State Board of Pharmacy Delays Implementation of Prescribing Rules
Ohio ACEP remains concerned about these cumbersome documentation requirements
In March, Gov. John Kasich announced new rules limiting the prescribing of opioids for acute pain. One of those new rules requires prescribers to include the first four characters of the ICD-10 diagnosis code on all opioid prescriptions. The Ohio State Board of Pharmacy has delayed implementation of this rule until December 29, 2017. ICD-10 diagnosis codes will be required on all prescriptions for a controlled substance starting June 1, 2018.
The other portions of the new prescribing rules went into effect, as originally scheduled, on August 31, 2017 including:
- Limits on initial prescriptions to 7 days for adults and 5 days for minors
- Prohibition on extended release prescriptions
- Requirement for additional documentation for a prescription lasting longer than the specified limit, including a clinical justification for the extended prescription
- Mandate that the prescriber provide patient with education on opioids
For more information on the new prescribing rules, check out this information sheet from the State Board of Pharmacy.
Ohio ACEP and several other medical associations have actively opposed portions of the new rules, particularly the rule requiring ICD-10 codes on prescriptions for controlled substances, which will create substantial administrative burdens and barriers to providing patients with the best possible care. Rather than eliminate that rule, the Pharmacy Board instead delayed its implementation and will now require only the first four characters rather than the full ICD-10 code. We remain concerned about this rule and that the delay in implementation will still not allow sufficient time for compliance.

Directions
Transcribe, word for word, the portion of the article on Ohio's opioid prescribing rules that begins with the words containing "State Board of Pharmacy Delays" and concludes with "June 1, 2018.".

Entries provided

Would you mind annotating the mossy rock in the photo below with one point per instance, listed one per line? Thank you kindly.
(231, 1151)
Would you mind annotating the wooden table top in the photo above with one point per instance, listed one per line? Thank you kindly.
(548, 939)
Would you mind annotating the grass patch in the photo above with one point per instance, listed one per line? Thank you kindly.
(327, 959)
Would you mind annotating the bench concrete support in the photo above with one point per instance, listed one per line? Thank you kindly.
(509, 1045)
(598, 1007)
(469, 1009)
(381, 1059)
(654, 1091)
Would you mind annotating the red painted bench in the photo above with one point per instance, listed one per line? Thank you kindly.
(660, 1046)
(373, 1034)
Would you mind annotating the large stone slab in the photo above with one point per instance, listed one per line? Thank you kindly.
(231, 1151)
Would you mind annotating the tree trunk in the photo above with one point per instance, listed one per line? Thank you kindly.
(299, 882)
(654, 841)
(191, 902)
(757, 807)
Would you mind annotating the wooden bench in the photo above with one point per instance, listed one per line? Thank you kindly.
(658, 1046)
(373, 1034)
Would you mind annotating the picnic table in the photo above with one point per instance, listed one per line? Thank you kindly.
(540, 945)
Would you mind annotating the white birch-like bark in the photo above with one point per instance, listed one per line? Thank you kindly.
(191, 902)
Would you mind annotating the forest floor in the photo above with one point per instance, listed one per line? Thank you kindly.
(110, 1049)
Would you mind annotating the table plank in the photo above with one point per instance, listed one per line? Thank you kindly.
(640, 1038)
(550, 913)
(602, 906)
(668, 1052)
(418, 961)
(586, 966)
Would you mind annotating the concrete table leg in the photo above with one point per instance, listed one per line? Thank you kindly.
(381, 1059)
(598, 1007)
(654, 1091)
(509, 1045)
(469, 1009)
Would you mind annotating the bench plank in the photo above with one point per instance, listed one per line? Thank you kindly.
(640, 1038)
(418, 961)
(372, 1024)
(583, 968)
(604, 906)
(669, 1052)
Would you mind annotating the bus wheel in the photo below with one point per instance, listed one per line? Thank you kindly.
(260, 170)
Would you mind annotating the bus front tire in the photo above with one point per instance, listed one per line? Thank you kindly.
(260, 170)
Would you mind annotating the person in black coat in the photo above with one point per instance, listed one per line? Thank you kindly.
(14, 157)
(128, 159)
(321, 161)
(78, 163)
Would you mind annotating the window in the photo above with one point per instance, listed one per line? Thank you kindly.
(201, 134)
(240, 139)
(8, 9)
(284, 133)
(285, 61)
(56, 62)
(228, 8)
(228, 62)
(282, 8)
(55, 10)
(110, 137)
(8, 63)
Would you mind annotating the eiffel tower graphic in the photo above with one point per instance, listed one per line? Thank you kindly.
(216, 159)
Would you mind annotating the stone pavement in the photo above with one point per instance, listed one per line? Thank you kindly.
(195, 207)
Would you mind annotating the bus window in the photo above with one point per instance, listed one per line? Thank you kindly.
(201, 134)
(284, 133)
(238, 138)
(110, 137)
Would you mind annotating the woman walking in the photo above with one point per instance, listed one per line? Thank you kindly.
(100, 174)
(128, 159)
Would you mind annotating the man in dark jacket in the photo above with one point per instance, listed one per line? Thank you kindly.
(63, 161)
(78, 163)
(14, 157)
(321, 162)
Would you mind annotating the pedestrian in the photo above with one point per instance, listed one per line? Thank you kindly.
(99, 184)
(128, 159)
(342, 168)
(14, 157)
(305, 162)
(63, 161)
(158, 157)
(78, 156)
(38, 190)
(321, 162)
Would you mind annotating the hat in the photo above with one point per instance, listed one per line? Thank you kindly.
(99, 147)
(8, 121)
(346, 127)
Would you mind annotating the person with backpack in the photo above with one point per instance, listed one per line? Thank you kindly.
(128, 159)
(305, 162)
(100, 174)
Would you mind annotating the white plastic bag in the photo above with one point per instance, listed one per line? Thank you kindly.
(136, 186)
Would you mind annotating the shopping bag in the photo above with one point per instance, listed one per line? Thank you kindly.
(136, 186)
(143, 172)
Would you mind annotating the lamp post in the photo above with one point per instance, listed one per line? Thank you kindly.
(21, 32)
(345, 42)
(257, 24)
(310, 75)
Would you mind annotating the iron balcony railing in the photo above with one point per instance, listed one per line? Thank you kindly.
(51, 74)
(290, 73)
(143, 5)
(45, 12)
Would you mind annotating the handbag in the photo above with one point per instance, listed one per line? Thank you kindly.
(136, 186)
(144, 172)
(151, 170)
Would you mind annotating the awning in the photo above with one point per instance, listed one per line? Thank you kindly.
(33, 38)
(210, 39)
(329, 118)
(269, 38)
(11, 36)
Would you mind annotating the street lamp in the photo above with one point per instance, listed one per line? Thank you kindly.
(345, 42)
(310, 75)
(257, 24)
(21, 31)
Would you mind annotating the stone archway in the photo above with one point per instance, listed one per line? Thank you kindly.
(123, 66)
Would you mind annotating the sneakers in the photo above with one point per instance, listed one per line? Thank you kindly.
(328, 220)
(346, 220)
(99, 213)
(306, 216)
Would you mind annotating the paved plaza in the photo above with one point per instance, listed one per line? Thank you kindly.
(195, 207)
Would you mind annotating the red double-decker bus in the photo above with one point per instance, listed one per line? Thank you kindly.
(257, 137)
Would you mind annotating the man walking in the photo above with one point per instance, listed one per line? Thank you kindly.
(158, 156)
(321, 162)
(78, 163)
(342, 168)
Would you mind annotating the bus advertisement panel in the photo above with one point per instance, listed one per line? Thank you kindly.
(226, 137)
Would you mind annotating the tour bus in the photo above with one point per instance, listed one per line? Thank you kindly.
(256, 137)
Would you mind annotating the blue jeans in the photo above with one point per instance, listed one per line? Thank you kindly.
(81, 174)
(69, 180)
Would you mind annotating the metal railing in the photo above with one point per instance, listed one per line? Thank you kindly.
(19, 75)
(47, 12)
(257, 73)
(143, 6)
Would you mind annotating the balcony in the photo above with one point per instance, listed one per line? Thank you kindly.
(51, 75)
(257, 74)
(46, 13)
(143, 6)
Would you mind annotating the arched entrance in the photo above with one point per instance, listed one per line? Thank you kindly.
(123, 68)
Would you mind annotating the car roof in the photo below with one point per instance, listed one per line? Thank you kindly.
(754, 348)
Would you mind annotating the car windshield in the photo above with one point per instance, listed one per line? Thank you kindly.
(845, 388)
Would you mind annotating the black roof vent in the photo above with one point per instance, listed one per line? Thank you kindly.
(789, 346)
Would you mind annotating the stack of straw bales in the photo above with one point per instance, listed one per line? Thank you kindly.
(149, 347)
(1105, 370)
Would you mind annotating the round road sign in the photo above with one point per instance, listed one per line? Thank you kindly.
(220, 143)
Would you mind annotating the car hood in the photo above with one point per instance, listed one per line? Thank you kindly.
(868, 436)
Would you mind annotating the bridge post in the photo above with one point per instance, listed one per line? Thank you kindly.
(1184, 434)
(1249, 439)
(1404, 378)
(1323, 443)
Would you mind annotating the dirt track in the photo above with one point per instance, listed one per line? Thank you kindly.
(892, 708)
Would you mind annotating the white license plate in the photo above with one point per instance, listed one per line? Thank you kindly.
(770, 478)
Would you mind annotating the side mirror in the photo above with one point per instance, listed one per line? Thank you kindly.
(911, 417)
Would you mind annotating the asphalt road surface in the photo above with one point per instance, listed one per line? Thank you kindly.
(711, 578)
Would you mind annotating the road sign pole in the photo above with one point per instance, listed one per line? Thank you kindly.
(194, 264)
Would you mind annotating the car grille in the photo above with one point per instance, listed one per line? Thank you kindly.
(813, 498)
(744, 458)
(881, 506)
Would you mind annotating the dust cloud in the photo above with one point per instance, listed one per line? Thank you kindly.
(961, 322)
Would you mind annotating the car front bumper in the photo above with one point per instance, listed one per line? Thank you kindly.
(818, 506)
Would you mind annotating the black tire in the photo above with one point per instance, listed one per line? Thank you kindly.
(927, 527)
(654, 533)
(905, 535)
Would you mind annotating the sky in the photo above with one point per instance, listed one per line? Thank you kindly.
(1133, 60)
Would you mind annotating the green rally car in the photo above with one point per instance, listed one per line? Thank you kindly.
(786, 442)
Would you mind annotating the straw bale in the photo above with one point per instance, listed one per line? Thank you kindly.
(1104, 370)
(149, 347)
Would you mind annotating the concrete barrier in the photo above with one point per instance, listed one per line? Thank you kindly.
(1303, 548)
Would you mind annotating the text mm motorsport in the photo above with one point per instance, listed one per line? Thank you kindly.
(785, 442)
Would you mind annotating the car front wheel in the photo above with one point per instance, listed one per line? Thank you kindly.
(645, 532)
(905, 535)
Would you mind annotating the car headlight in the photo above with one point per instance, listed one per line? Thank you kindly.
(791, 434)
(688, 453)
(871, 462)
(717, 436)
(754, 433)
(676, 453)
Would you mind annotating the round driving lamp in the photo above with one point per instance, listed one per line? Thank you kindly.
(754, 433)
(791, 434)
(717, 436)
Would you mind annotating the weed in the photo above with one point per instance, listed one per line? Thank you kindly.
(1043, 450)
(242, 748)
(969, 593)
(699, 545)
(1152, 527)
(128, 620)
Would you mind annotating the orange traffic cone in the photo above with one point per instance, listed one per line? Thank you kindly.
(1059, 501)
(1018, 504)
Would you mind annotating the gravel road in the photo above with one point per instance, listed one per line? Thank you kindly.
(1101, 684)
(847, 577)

Reply to the exercise
State Board of Pharmacy Delays Implementation of Prescribing Rules
Ohio ACEP remains concerned about these cumbersome documentation requirements
In March, Gov. John Kasich announced new rules limiting the prescribing of opioids for acute pain. One of those new rules requires prescribers to include the first four characters of the ICD-10 diagnosis code on all opioid prescriptions. The Ohio State Board of Pharmacy has delayed implementation of this rule until December 29, 2017. ICD-10 diagnosis codes will be required on all prescriptions for a controlled substance starting June 1, 2018.